Indirect influence mechanism

The indirect influence of the geological environment on the selection of a foundation pit support scheme is mainly realized by groundwater, geothermal energy, and underground space.

The effects of groundwater on the supporting structure of foundation pits include: (1) Some groundwater may contain special ions such as chloride ions and sulfate ions, which have a corrosive effect on the supporting structure, so when choosing the supporting scheme of a foundation pit, corrosion-resistant supporting structures such as stainless steel and glass steel should be used. (2) If the groundwater level below the foundation pit is high, it may lead to soil liquefaction and loss, and then affect the stability of the supporting structure. Impervious walls and mixing piles should be considered when selecting supporting structures, in order to control the groundwater level and prevent water infiltration.

The main effects of geothermal energy on foundation pit supporting structures are as follows: (1) Geothermal energy will increase the soil temperature and accelerate the soil creep rate, resulting in an uneven volume change of soil, leading to the deformation and stress concentration of the supporting structure. Finally, it has an impact on its stability and safety. (2) The supporting structure may produce the phenomena of thermal expansion and cold shrinkage due to the increase in the temperature of the surrounding soil, resulting in the deformation of the supporting structure, then affecting the friction between the supporting structure and the soil. Therefore, for areas rich in geothermal energy resources, structural materials with a good thermal expansion and cold shrinkage adaptability should be selected to reduce the uneven expansion and contraction caused by temperature changes.

The influence of underground space on the selection of a foundation pit support scheme is mainly reflected by: (1) Because underground space resources are limited, adjacent underground pipelines and underground structures will affect the selection of the foundation pit support scheme. While protecting the surrounding built underground engineering, more stable supporting structures should be selected to reduce the impact on the surrounding underground structures, such as spray deep geotechnical supports, mixing pile supports, deep foundation pit wall column supports, and other support methods. To sum up, when determining the foundation pit support scheme, we should not only choose the appropriate optimization method according to the situation of the project, but also pay attention to the influence of the geological environment of the research area on the supporting structure. Therefore, in the construction preparation stage, a geological survey should be used to determine the geological resources and soil properties within the scope of the foundation pit excavation, so as to ensure the effectiveness and safety of the support scheme. A follow-up study can proceed from these two sides to construct a set of selection frames, which can determine the foundation pit support scheme according to the technical level, characteristics, geological environment, and other factors of the project.

• _Given task A_: Reproduce the stretch of the records from the line containing "Reviewer note: every instance of the stone base" through the end of the records, with both ends included.

• _Material supplied_:
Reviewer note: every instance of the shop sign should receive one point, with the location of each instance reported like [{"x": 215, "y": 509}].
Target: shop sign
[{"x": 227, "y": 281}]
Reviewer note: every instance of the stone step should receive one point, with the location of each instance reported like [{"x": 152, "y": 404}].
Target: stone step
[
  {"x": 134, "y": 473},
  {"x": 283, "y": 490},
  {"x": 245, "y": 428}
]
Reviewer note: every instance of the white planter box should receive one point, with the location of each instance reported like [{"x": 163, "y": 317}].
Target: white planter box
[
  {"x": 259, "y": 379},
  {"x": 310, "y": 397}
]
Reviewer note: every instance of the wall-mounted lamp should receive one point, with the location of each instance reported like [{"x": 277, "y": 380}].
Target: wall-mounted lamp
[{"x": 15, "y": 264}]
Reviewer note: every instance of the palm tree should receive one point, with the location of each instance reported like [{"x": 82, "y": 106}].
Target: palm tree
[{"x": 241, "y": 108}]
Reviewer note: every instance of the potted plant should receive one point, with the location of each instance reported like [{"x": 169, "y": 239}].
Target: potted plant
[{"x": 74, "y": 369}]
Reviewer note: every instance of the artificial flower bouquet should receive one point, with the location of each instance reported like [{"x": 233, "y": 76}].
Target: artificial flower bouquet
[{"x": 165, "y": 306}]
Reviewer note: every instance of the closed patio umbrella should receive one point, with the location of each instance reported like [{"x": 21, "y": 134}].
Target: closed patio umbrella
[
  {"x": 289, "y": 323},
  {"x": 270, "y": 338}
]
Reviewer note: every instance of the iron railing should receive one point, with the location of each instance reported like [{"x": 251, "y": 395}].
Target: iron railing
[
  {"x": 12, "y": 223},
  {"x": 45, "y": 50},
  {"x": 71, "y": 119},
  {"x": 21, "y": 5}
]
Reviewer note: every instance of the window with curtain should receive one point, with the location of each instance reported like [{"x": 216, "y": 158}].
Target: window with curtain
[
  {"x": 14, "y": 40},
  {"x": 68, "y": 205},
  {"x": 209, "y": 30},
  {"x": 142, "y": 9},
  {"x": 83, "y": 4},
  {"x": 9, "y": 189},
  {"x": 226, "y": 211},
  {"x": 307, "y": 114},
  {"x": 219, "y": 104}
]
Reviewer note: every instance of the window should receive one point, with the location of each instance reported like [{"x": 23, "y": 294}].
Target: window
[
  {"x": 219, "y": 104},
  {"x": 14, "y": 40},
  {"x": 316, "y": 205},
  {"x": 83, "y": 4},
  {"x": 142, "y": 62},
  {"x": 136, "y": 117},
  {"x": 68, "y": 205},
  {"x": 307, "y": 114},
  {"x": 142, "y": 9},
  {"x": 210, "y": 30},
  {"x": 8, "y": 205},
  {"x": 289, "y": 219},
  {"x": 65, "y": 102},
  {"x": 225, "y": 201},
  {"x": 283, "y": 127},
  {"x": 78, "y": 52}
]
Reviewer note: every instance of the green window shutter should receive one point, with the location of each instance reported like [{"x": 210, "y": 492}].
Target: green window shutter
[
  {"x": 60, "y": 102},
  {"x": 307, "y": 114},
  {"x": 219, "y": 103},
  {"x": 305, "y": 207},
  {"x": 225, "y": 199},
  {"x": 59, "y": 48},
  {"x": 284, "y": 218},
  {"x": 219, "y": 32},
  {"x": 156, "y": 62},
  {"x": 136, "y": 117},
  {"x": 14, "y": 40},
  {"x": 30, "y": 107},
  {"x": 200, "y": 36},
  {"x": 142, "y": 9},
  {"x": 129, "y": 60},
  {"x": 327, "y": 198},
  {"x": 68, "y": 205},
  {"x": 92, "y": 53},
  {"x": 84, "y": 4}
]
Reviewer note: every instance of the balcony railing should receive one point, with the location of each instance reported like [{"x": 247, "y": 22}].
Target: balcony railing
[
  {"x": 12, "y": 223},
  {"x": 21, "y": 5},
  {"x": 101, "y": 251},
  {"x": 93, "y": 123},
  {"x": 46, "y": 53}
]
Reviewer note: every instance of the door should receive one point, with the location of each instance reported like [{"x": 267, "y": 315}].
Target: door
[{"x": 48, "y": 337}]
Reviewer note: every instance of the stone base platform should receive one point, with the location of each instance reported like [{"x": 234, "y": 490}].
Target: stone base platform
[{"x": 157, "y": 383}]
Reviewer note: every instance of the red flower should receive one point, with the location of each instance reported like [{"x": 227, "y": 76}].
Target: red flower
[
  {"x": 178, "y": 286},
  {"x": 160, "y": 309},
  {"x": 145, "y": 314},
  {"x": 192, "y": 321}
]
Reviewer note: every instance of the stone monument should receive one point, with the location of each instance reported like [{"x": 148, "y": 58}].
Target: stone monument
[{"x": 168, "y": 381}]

• _Given task B_: In the foundation pit support text, rewrite the stretch from "The indirect influence" through "and underground space.", renaming "geological environment" to "geologic setting" everywhere it appears.

• _Correct answer A_:
Reviewer note: every instance of the stone base platform should receive one point, with the location of each instance reported like [{"x": 234, "y": 490}].
Target: stone base platform
[{"x": 157, "y": 383}]
Reviewer note: every instance of the red flower should receive one point, with the location of each instance reported like [{"x": 227, "y": 76}].
Target: red flower
[
  {"x": 178, "y": 286},
  {"x": 160, "y": 309},
  {"x": 145, "y": 314},
  {"x": 192, "y": 321}
]
Reviewer note: every instance of the stone monument should receive one point, with the location of each instance reported like [{"x": 148, "y": 58}].
Target: stone monument
[{"x": 168, "y": 381}]

• _Correct answer B_:
The indirect influence of the geologic setting on the selection of a foundation pit support scheme is mainly realized by groundwater, geothermal energy, and underground space.